Ruby on Rails - Automatically insert data into DB without seeds.rb - ruby-on-rails

I've some .json files with data that are automatically updated from time to time. I also have a Ruby on Rails app where I want to insert the information that's in those files.
By now, I'm parsing the JSON and inserting the data in the database in the seeds.rb file, but I'll want to add more data without having to restart the app, I mean, on the go.
From time to time, I'll check those files and if they have modifications, I want to insert those new items into my database.
What's the best way to do it?

Looks like a job for a cron.
Create the code you need in a rake task (in /lib/tasks):
task :import, => :environment do
Importer.read_json_if_modified # your importer class
end
Then run this with the period you want using your system's cron.

Related

How to fill model(database) in ruby on rails with json file?

I have a json file with a lot of movies in it. I want to create a model 'Movie' and fill it with all movies from that json file. How do i do it? I know that I can parse json file into a hash but that's not the thing I am looking for.
The correct term you're looking for is "seeding"!
You're going to need a database however, and a migration to create the database along with the associated movies table. (There are plenty of guides on how to do this, along with the official documentation).
After that's done, you'll need to "seed" your database with the data in your json file.
In the seeds.rb file, assuming that the JSON file is an array of Movies in JSON form, you should be able to loop over every Movie JSON object and insert it into your database.
To add to docaholic's helpful response, here's some steps/pseudo-code that may help.
Assuming you're using a SQL database and need to create a model:
# creates a migration file.
rails generate migration create_movies title:string #duration_in_minutes:integer or whatever fields you have
# edit the file to add other fields/ensure it has what you want.
rake db:migrate
Write a script to populate your database. There are many patterns for this (rake task, test fixtures, etc) and which one you'd want to use would depend on what you need (whether it's for testing, for production environment, as seed data for new environments, etc).
But generally what the code would look like is:
text_from_file = File.read(file_path)

Given data
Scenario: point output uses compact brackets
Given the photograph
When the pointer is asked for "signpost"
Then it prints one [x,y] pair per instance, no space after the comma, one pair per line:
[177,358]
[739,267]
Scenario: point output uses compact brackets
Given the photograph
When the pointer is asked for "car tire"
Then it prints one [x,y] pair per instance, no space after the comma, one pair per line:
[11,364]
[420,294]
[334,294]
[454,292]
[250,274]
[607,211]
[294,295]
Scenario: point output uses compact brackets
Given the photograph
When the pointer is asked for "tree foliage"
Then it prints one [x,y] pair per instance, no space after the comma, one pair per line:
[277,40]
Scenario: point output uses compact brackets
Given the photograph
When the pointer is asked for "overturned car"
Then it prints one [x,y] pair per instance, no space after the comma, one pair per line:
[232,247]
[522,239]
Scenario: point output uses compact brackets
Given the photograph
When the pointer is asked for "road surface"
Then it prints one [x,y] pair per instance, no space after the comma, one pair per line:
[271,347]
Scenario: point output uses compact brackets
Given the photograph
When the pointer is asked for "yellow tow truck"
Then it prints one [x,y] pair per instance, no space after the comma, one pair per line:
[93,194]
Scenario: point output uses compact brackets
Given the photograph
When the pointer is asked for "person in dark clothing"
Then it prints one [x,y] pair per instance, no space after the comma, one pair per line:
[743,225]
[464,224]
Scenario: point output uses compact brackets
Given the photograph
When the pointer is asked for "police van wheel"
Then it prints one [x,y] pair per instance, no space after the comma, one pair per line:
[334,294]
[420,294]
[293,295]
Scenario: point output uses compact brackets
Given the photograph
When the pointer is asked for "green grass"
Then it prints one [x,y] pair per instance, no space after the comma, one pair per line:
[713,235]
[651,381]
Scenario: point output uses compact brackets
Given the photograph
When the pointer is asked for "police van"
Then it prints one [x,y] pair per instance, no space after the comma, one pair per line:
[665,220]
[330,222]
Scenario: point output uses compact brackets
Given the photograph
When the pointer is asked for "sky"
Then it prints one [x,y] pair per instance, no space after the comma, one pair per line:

Problems and tasks
**A.** According to the Rails thread, in which folder should the rake task code go?
**B.** Rewrite the paragraph in the Rails thread that begins "Write a script to populate your database" as a short bulleted list that keeps its main facts.
**C.** From the Rails thread, pull out the passage from "rails generate migration" up to and including "new environments, etc).", word for word.

Expected results
**A.** In /lib/tasks.

**B.**
- Write a script to populate the database.
- Many patterns exist for this, such as a rake task or test fixtures.
- The right one depends on the need: testing, a production environment, or seed data for new environments.

**C.**
rails generate migration create_movies title:string #duration_in_minutes:integer or whatever fields you have
# edit the file to add other fields/ensure it has what you want.
rake db:migrate
Write a script to populate your database. There are many patterns for this (rake task, test fixtures, etc) and which one you'd want to use would depend on what you need (whether it's for testing, for production environment, as seed data for new environments, etc).